[Stored data entries]
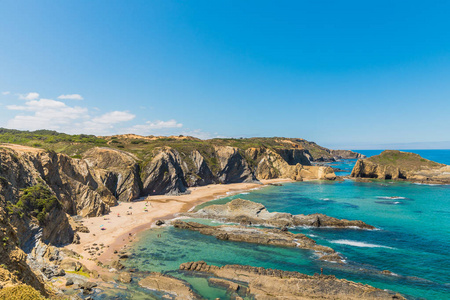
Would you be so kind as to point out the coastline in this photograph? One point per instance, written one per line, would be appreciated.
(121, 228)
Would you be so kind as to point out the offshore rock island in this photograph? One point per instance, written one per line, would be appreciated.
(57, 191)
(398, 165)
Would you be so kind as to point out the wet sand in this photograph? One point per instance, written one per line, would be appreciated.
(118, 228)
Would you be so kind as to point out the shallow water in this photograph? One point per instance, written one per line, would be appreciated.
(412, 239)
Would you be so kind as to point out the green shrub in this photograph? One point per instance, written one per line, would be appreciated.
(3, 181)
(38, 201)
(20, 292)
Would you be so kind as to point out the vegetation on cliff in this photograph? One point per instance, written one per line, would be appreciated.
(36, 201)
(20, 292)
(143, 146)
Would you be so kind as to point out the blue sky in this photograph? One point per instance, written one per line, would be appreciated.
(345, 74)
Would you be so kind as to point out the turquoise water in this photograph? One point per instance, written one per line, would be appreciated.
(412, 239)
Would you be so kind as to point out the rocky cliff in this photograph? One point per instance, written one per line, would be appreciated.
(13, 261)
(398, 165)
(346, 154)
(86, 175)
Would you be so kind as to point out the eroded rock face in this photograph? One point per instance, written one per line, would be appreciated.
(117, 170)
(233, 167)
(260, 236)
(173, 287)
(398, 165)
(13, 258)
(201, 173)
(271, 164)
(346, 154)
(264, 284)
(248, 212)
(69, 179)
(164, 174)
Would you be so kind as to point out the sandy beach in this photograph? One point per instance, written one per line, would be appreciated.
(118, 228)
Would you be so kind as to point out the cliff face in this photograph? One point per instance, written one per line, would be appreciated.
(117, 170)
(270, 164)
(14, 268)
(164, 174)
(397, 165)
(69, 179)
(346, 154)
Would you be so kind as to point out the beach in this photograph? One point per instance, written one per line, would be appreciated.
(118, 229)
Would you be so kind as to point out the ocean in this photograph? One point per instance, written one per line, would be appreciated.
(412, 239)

### EXERCISE
Would you copy all of the data exactly? Keep the pictures out of it.

### RESULT
Would you be so kind as to point out the coastline in this photograph? One point per instance, written one per line, would be appreciated.
(121, 228)
Would you be so kind as to point out the offshore rock island in this photograph? One point per instance, written one per line, would be appreciated.
(57, 191)
(398, 165)
Would you be so kind as to point out the wet sand in this photograph? One point per instance, written one per line, would be appreciated.
(118, 228)
Would you be so kind as to point out the shallow water in this photograph? One point per instance, written one per line, would be appreciated.
(412, 239)
Would you be so kind as to point out the green shrub in this photograph? One point per instance, written one per line, would be appreciated.
(3, 181)
(38, 201)
(20, 292)
Would you be so kind as to point out the vegetation on cliff in this photograph? One point per instance, written one per line, would be appreciated.
(36, 201)
(20, 292)
(143, 146)
Would you be so kind as to point out the blue sky in this photograph? One point per instance, written one per line, would be appreciated.
(345, 74)
Would you be so kind as to point out the turquoise water in this photograph? One point per instance, written one per line, would be appreciated.
(412, 239)
Would you be so kind as to point out the rocky cliff in this photograph? One point per instance, written one per line, would be appreciated.
(13, 261)
(398, 165)
(346, 154)
(86, 175)
Would you be so kind as to point out the eroded rock face in this photograph? One point per instance, written one per line, would be appreciated.
(117, 170)
(233, 167)
(260, 236)
(173, 287)
(398, 165)
(13, 258)
(201, 173)
(271, 164)
(346, 154)
(264, 284)
(248, 212)
(69, 179)
(164, 174)
Would you be so kind as to point out the sandy beach in this photograph? One point per instance, written one per line, would be appreciated.
(118, 228)
Would you be so kind as to point out the cliff face in this photograph? One point per instance, written one per line, would be appreciated.
(117, 170)
(270, 164)
(14, 268)
(164, 174)
(397, 165)
(69, 179)
(346, 154)
Would you be so kind as to point out the beach in this photograph? One point per instance, written one per line, would be appreciated.
(118, 229)
Would you be so kind as to point out the ocean in this photograph? One point per instance, written one per line, would be appreciated.
(412, 239)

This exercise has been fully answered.